**SUPPLIED TEXT**

A fell in love with C. A went to the Civil Registry Office and registered the Canadian divorce decree Despite the registration of the divorce decree, an official of the National Statistics Office (“NSO”) informed him that the marriage between him and B still subsists. To be enforceable, the foreign divorce decree must first be judicially recognized by a competent Philippine court, pursuant to a NSO Circular.

RTC- A was NOT THE PROPER PARTY to institute the action for judicial recognition of the foreign divorce decree as he is a NATURALIZED CANADIAN CITIZEN. It ruled that ONLY THE FILIPINO spouse can avail of the remedy, under Art. 26, ¶2 of the Family Code.1

Issue: WON Art. 26, ¶2 extends to aliens the right to petition a court of this jurisdiction for the recognition of a foreign divorce decree.

Held: NO. The alien spouse can claim no right under Art. 26, ¶2 of the Family Code as the substantive right it establishes is in favor of the FILIPINO SPOUSE.

Art. 26, ¶2 was included in the law to avoid the absurd situation where the Filipino spouse remains married to the alien spouse who, after obtaining a divorce, is no longer married to the Filipino spouse. The legislative intent is for the benefit of the Filipino spouse, by clarifying his or her marital status, settling the doubts created by the divorce decree. Essentially, Art. 26, ¶2 provided the Filipino spouse a substantive right to have his or her marriage to the alien spouse considered as dissolved, capacitating him or her to remarry. Without Art. 26, ¶2, the judicial recognition of the foreign decree of divorce, whether in a proceeding instituted precisely for that purpose or as a related issue in another proceeding, would be of no significance to the Filipino spouse since our laws do not recognize divorce as a mode of severing the marital bond.

An action based on Art. 26, ¶2 is not limited to the recognition of the foreign divorce decree. If the court finds that the decree capacitated the alien spouse to remarry, the courts can declare that the Filipino spouse is likewise capacitated to contract another marriage. However, no Philippine court can make a similar declaration for the alien spouse, whose status and legal capacity are generally governed by his national law.

**SUPPLIED DATA**
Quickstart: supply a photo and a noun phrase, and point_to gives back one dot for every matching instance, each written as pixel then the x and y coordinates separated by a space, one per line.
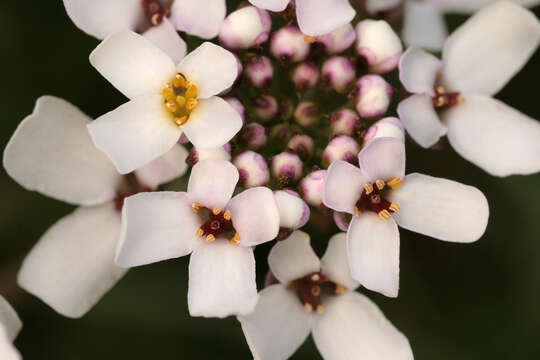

**PROBLEM STATEMENT**
In the case summary on recognizing a foreign divorce decree, recast the paragraph beginning "Art. 26, ¶2 was included in the law" as a short bulleted list that keeps its main facts. The material has no connection to the case summary on recognizing a foreign divorce decree.

**RESULT**
- Art. 26, ¶2 was added to avoid the absurd situation where the Filipino spouse stays married to an alien spouse who, after a divorce, is no longer married to the Filipino spouse.
- The legislative intent benefits the Filipino spouse by clarifying his or her marital status and settling the doubts the divorce decree creates.
- It gives the Filipino spouse a substantive right to have the marriage to the alien spouse considered dissolved, which leaves him or her capacitated to remarry.
- Without it, judicial recognition of a foreign divorce decree would mean nothing to the Filipino spouse, because Philippine laws do not recognize divorce as a way of severing the marital bond.